** begin **

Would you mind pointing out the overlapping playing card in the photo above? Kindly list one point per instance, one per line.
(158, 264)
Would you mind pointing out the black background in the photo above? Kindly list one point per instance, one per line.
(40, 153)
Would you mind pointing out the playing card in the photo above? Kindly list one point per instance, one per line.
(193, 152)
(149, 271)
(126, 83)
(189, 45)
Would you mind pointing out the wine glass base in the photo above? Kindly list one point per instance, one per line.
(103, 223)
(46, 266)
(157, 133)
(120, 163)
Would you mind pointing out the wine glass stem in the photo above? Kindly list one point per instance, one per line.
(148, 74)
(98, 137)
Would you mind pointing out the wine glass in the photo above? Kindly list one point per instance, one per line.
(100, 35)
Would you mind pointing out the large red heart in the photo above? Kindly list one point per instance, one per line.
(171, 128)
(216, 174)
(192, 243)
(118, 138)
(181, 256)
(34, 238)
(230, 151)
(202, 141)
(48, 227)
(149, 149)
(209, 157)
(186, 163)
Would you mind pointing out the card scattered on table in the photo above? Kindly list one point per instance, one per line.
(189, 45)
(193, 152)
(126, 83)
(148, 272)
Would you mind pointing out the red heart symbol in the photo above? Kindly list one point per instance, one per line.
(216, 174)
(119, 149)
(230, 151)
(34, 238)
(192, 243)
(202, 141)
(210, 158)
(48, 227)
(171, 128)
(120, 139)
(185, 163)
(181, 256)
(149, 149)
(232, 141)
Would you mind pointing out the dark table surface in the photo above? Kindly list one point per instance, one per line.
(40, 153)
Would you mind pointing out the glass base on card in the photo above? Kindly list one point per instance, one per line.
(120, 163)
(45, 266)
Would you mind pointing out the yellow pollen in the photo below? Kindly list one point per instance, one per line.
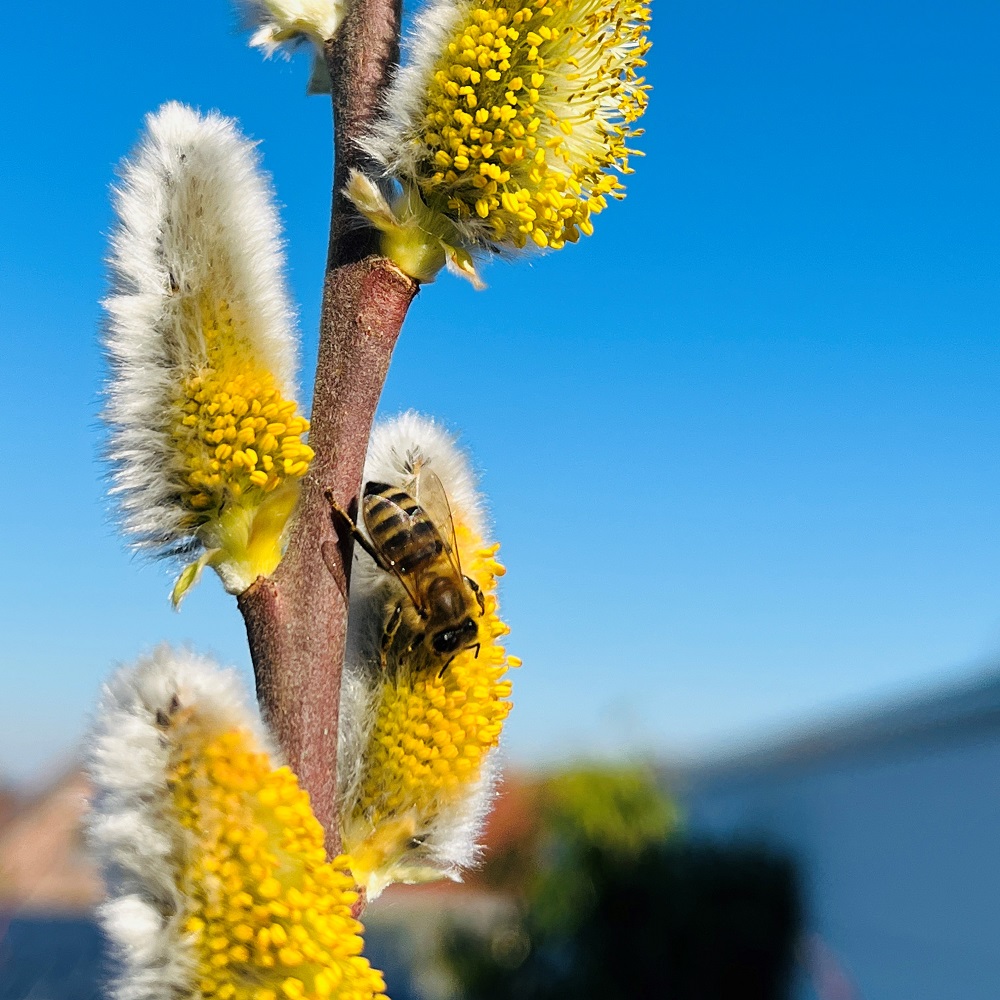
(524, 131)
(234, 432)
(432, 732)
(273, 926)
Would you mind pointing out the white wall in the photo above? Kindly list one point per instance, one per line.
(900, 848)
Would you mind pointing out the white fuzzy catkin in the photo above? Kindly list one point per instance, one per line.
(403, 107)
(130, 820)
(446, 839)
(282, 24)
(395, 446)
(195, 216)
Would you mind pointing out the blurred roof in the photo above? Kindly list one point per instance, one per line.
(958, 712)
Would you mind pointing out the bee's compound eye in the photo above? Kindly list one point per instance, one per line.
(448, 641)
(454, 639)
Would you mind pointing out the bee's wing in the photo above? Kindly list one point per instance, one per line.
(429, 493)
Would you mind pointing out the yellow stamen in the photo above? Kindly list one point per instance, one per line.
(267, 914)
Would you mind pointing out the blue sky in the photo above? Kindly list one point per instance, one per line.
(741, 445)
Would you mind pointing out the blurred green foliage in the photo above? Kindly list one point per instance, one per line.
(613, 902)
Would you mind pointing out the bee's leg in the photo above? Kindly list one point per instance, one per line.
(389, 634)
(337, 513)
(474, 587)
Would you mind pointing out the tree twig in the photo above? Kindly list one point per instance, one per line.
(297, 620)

** end **

#### [WRITTEN TASK]
Express all the records above as a two-column CSV with the header row request,answer, one row per record. Put the request text in one quoted field and its answer in another, turning line breaks into spaces, and leave the pictures out.

#### [TASK OUTPUT]
request,answer
"Would you mind pointing out the overlapping playing card in the photo above? Kindly list one point per instance, one per line.","(158, 264)"
"Would you mind pointing out the black background in the photo above? Kindly list one point per instance, one per line.","(40, 153)"
"Would you mind pointing out the playing card in the photo above? Kindly list one point per instance, one per line.","(193, 152) (149, 271) (126, 83) (189, 45)"
"Would you mind pointing out the wine glass base in the photo above? Kindly list one point per instance, one per line.","(103, 223) (46, 266) (157, 133) (120, 163)"
"Would you mind pointing out the wine glass stem in the photo above? Kindly list one point per instance, one per line.","(148, 74) (98, 137)"
"Would you mind pointing out the wine glass in the photo above? Kindly list one point per instance, one per line.","(100, 35)"
"Would you mind pointing out the large red heart in the photo above? Kindly list one point per instance, one per line.","(171, 128) (216, 174) (192, 243) (118, 138) (181, 256) (34, 238) (230, 151) (202, 141) (48, 227) (149, 149) (209, 157) (186, 163)"
"Would you mind pointing out the card scattered on table in the photo above? Kindly list one point per instance, one per line.","(189, 45) (193, 152) (126, 83) (148, 272)"
"Would you mind pointing out the red heart symbol in the photo above? Kindly list one point per instance, one per line.","(216, 174) (119, 149) (230, 151) (34, 238) (192, 243) (202, 141) (210, 158) (48, 227) (171, 128) (120, 139) (185, 163) (181, 256) (149, 149) (232, 141)"
"Would you mind pointing out the dark table surface in the photo above? Kindly list one point per instance, one per line.","(40, 153)"
"Would you mind pointing out the glass base on card in the photo above? Kindly list one point per instance, one per line.","(120, 163) (45, 266)"
"Would you mind pointing out the yellow pollen in the photo below? Kindly list one point per instance, one per line.","(524, 131) (234, 432) (432, 732) (273, 926)"
"Would you mind pointing out the white wall in the photo above? Kindly list one point per instance, one per line.","(900, 848)"
"Would you mind pointing out the white fuzzy catkin in the photo above? Kindly list one point per instance, one per line.","(403, 107) (130, 820) (446, 839) (282, 24) (395, 446) (195, 216)"
"Would you mind pointing out the blurred roof in the photo above? Kindly list one point per instance, one per line.","(958, 712)"
"Would you mind pointing out the bee's compound eye in the photo above? Kindly list one point per instance, one per line.","(448, 641) (454, 639)"
"Would you mind pointing out the bee's wing in the photo above? Kindly list one point per instance, one per line.","(429, 493)"
"Would you mind pointing out the yellow stamen in the photo above? Kindly list one point per instance, one per line.","(267, 914)"
"Would you mind pointing out the blue sky in the photo above? Kindly list one point per instance, one per line.","(741, 445)"
"Would you mind pointing out the blurred green foliage in the photo above? Kindly list one point per instance, one per line.","(613, 902)"
"Would you mind pointing out the bee's leg in the photo above? Kindly list one point per instance, one per line.","(389, 634) (337, 513) (474, 587)"
"Would you mind pointing out the tree twig in the photo above? Kindly list one point per instance, one per line.","(297, 620)"